Leitsatz (amtlich)
Es kommt für die den Rechtsschutz nach § 242 Abs. 2 Satz 2 AO und nach § 69 Abs. 2 Satz 2 FGO ausschließende Freiwilligkeit einer Steuerzahlung darauf an, ob sich die Behörde mit dem im Steuerbescheid enthaltenen Leistungsgebot begnügt oder ob sie noch zusätzlich auf den Steuerpflichtigen eingewirkt hatte. Eine solche Einwirkung kann in jedem zusätzlichen Verhalten der Behörde liegen, das den Steuerpflichtigen veranlassen soll, das Leistungsgebot zu erfüllen.
····················
> [ZU ERLEDIGEN]
[1] Nenne alle verschiedenen Wörter im Leitsatz, die mit „Steuer“ beginnen. Führe jedes Wort nur einmal auf.
[2] Worin kann laut Leitsatz eine Einwirkung der Behörde liegen?

> [BEREITGESTELLTES MATERIAL]
····················
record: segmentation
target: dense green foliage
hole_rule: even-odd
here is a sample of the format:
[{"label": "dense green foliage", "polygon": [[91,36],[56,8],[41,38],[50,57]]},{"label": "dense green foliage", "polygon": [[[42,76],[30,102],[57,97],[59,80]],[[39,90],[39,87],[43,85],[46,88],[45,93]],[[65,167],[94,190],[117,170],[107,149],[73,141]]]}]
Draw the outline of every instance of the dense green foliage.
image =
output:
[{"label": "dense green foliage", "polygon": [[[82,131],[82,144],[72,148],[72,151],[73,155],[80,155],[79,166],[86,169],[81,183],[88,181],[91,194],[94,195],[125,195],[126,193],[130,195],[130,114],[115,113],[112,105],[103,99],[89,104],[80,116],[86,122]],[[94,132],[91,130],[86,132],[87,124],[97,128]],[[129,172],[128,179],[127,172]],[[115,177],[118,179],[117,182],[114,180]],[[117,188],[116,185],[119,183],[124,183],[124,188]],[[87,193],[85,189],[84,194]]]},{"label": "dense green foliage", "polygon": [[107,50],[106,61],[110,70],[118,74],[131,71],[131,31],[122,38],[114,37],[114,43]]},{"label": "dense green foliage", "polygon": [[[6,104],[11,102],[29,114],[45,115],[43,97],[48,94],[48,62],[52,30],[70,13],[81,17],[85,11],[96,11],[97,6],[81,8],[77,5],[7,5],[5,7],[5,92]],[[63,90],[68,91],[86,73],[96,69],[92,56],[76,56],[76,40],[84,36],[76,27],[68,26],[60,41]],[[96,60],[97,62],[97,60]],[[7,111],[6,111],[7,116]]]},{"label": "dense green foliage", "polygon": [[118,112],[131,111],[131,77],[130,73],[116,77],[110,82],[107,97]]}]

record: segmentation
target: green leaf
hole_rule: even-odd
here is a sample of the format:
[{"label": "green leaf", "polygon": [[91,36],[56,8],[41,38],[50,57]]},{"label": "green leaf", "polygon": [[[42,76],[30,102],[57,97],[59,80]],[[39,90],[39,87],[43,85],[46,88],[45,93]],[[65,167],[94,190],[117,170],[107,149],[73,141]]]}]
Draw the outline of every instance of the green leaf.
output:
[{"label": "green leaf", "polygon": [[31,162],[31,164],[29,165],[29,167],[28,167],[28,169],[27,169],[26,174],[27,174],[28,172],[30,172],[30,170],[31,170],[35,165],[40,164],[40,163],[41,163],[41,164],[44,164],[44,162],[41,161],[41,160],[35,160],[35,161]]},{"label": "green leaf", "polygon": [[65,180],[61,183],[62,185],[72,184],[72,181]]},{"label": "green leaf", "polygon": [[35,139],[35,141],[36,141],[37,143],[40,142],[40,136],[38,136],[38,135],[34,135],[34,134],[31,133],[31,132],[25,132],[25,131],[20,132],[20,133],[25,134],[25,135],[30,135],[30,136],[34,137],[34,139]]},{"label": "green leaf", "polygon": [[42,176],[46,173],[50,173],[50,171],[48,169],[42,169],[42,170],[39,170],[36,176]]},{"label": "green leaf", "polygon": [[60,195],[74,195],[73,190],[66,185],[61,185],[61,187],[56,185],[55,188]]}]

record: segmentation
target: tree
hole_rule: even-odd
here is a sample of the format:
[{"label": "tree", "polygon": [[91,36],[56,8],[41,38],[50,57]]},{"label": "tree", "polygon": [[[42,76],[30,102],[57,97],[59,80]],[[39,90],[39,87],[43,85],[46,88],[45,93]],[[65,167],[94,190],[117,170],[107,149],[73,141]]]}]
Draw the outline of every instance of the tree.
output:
····················
> [LÖSUNGEN]
[1] Steuerzahlung, Steuerbescheid, Steuerpflichtigen

[2] In jedem zusätzlichen Verhalten der Behörde, das den Steuerpflichtigen veranlassen soll, das Leistungsgebot zu erfüllen.